* **EXERCISE REQUIREMENTS**
**a.** List the sites whose butterfly communities Blackmore is comparing, according to the article below on the green roof butterfly fellowship.
**b.** According to the article below on the green roof butterfly fellowship, what is the dollar amount of the fellowship?

* **SUPPLIED TEXT**
April 23, 2018
APDesign student awarded fellowship for green roof butterfly research
K-State College of Architecture, Planning and Design, or APDesign, student Pam Blackmore was awarded the 2018 Garden Club of America Board of Associates Centennial Pollinator Fellowship for her project "Butterflies, Tallgrass Prairie, and Green Roofs." This fellowship, co-sponsored by the Pollinator Partnership, provides funding to study the causes of pollinator decline that could lead to potential solutions for their conservation and sustainability.
The $4,000 fellowship will assist Blackmore in studying the butterfly communities of two K-State green roofs planted with native vegetation: the Memorial Stadium green roofs. She is evaluating the effectiveness of these green roofs to provide pollinator habitat in an urban context by comparing butterfly communities of the green roofs to urban native prairie at Warner Park and protected tallgrass sites at the Konza Prairie Biological Station.
Blackmore, a native of Alberta, Canada, is a second-year landscape architecture graduate student in the Department of Landscape Architecture and Regional & Community Planning. She obtained a Bachelor of Landscape Architecture in 2013 from Utah State University.

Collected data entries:
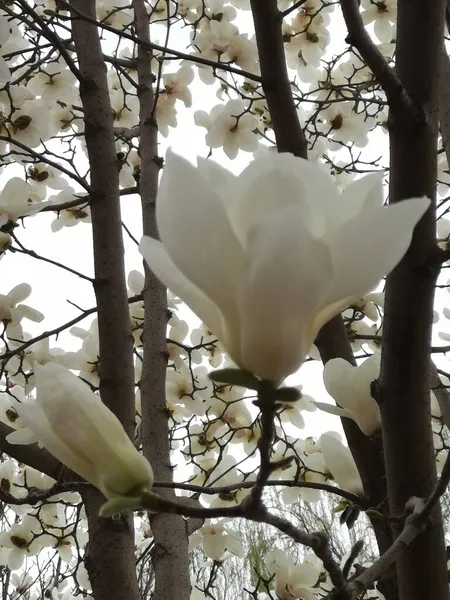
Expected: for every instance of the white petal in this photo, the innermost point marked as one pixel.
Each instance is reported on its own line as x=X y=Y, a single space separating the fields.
x=337 y=378
x=197 y=234
x=15 y=192
x=274 y=182
x=284 y=278
x=214 y=546
x=161 y=264
x=19 y=293
x=341 y=464
x=368 y=247
x=26 y=312
x=363 y=194
x=224 y=183
x=304 y=575
x=22 y=436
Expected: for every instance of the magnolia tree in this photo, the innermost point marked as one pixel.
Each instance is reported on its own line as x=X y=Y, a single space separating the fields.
x=160 y=453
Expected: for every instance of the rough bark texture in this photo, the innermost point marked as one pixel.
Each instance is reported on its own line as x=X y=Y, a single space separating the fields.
x=332 y=340
x=404 y=379
x=170 y=556
x=110 y=557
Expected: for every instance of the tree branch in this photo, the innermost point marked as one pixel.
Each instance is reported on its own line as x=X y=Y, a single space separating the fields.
x=110 y=558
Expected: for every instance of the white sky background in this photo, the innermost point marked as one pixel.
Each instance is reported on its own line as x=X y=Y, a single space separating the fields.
x=52 y=287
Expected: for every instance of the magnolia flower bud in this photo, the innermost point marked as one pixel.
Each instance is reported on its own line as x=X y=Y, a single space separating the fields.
x=79 y=430
x=268 y=257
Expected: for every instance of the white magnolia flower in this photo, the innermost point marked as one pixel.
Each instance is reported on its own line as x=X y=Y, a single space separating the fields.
x=268 y=257
x=30 y=124
x=21 y=540
x=383 y=14
x=340 y=463
x=229 y=127
x=78 y=429
x=176 y=84
x=292 y=581
x=350 y=387
x=12 y=311
x=217 y=542
x=15 y=201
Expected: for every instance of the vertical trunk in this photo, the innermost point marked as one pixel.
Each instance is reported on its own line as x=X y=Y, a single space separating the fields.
x=332 y=340
x=170 y=557
x=404 y=379
x=110 y=556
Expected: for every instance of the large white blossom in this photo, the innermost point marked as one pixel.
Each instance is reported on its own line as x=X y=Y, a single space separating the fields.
x=78 y=429
x=350 y=387
x=340 y=463
x=217 y=541
x=268 y=257
x=292 y=580
x=229 y=127
x=15 y=201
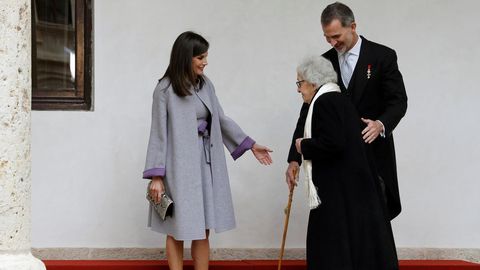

* **RESULTS OF THE TASKS**
**a.**
- Memorial Stadium green roofs
- Warner Park
- Konza Prairie Biological Station

**b.** $4,000